:: The task ::
Each line in the listing below that contains "brown" should be returned.
-- Records for this exercise follows --
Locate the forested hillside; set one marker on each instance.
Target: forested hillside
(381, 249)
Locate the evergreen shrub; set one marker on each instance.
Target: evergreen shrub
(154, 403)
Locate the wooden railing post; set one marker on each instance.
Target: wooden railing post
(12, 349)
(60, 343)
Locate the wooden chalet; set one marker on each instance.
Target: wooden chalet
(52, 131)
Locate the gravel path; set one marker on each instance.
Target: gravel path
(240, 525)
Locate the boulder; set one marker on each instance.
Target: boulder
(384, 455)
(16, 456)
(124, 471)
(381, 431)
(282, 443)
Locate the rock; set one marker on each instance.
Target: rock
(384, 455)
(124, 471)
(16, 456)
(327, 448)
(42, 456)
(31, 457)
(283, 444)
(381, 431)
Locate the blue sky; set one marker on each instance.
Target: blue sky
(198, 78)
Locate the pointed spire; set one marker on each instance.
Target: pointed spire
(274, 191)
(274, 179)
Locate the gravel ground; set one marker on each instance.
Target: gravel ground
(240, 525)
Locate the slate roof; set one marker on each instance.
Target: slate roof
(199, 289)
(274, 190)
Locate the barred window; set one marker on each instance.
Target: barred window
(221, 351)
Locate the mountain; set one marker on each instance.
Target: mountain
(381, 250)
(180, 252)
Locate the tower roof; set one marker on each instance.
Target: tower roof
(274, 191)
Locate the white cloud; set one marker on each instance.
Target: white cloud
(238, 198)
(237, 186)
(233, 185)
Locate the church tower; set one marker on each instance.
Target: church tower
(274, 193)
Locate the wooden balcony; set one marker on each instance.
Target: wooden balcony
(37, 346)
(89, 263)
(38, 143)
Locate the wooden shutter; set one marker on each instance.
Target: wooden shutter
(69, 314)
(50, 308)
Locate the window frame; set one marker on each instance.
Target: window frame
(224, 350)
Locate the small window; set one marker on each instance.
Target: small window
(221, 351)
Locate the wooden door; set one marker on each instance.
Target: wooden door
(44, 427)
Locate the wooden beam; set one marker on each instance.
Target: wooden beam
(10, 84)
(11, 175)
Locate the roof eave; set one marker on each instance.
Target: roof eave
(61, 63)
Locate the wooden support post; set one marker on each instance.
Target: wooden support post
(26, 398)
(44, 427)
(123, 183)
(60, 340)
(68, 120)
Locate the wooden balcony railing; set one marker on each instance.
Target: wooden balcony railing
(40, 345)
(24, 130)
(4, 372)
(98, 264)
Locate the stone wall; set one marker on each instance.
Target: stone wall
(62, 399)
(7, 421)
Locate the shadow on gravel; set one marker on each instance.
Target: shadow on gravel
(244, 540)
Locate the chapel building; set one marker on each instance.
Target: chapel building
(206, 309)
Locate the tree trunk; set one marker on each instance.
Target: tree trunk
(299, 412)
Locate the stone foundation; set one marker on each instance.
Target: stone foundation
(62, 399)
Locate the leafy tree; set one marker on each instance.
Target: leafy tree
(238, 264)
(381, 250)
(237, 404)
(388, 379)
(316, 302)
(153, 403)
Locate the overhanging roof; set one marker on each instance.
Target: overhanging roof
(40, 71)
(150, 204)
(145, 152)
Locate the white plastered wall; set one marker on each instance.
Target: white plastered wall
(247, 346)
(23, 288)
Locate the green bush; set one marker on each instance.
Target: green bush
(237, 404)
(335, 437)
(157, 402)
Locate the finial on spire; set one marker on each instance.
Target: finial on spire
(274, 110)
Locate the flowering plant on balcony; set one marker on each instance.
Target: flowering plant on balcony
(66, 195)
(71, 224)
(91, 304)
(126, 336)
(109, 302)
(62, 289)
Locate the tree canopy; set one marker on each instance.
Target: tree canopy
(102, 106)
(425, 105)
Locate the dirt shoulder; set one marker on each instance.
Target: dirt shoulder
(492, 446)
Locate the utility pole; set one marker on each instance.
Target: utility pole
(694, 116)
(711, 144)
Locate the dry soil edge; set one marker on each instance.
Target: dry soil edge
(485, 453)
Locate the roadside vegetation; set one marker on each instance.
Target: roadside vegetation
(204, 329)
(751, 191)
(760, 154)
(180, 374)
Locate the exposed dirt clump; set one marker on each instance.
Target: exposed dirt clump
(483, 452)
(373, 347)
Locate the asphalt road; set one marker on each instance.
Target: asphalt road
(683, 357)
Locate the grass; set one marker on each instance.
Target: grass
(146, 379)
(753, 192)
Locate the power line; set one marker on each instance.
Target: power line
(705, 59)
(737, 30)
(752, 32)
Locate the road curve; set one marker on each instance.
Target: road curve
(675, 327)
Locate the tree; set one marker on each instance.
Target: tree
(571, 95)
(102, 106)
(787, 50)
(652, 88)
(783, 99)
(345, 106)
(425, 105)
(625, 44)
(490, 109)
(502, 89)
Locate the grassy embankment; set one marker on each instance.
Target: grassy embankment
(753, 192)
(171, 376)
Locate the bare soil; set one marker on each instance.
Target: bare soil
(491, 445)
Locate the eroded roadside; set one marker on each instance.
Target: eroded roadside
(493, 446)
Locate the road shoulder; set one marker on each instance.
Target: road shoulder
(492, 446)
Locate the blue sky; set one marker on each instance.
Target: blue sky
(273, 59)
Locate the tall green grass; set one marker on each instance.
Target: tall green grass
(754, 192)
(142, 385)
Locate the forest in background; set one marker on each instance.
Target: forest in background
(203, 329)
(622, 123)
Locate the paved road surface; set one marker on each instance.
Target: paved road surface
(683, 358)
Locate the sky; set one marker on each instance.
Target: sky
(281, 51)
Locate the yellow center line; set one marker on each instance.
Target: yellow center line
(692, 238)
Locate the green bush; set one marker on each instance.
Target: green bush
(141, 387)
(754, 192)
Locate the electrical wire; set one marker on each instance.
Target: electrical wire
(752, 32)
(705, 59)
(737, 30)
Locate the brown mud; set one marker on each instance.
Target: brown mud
-- Records for this exercise concluded --
:: Exercise answer ::
Locate the brown mud; set one marker on each instance.
Target: brown mud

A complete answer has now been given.